__Source data__.
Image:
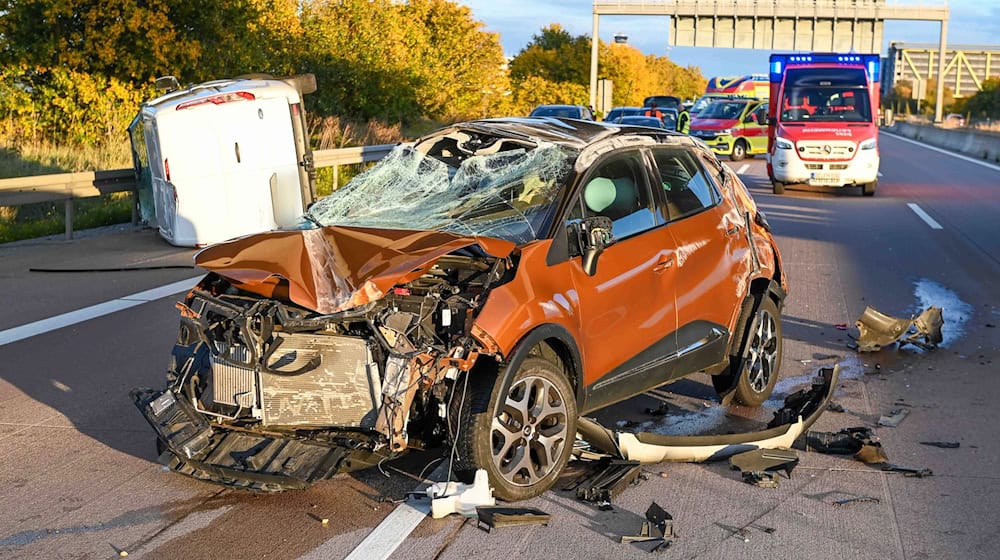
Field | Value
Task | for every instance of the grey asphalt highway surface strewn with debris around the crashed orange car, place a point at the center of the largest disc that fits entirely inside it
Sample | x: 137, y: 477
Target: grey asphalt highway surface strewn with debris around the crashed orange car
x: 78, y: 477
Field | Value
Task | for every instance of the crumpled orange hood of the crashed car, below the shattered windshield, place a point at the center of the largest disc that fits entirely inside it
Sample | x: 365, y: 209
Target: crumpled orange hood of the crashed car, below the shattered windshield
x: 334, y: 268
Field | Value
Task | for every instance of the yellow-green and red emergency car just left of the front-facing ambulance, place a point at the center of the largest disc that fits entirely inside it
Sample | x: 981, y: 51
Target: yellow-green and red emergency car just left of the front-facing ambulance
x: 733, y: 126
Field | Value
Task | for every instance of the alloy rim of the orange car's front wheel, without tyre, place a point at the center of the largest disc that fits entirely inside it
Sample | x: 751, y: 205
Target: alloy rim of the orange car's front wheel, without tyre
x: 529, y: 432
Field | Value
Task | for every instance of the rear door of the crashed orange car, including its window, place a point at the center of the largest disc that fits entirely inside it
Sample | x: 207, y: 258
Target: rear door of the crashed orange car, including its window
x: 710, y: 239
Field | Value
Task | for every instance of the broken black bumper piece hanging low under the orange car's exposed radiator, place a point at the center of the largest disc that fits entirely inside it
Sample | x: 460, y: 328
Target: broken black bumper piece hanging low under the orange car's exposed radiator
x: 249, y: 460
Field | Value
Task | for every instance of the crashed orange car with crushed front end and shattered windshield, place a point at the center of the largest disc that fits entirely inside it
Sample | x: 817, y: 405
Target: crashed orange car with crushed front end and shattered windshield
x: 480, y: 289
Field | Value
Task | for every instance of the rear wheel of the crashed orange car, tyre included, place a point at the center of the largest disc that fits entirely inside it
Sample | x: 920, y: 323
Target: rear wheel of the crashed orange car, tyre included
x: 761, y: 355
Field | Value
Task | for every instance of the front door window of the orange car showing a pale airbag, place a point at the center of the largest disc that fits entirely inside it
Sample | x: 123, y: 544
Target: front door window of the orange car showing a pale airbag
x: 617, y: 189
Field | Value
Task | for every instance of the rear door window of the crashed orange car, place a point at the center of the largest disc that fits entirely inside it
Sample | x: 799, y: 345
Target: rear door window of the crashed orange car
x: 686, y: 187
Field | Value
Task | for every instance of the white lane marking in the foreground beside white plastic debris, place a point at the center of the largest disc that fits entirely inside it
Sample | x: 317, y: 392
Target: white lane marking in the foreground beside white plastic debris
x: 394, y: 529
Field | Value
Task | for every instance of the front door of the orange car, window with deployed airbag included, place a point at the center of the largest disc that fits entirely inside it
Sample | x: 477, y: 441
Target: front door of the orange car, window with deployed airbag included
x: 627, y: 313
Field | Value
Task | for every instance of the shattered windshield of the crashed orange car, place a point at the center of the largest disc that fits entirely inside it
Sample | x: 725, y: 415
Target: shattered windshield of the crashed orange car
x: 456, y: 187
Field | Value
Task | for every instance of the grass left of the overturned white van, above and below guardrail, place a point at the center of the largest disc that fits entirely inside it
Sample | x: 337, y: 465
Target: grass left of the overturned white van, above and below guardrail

__Required work__. After locating the line holding "Sample | x: 751, y: 205" above, output exactly that line and every line after it through the line holding "Sample | x: 460, y: 328". Include nothing else.

__Answer for the task__.
Sample | x: 751, y: 205
Target: alloy rim of the orange car's front wheel, without tyre
x: 529, y: 432
Field | Value
Task | for every instance of the rear door of the crashed orange car, including its window, place a point at the center of the largest disc that fits entirely inside it
Sample | x: 207, y: 258
Target: rear door of the crashed orange car, including its window
x: 710, y: 239
Field | Value
Task | for every instance of the broken black bumper piece hanging low under the orange car's exposed radiator, place a point at the center of the largest disc that fits entirely inside it
Sample | x: 460, y: 328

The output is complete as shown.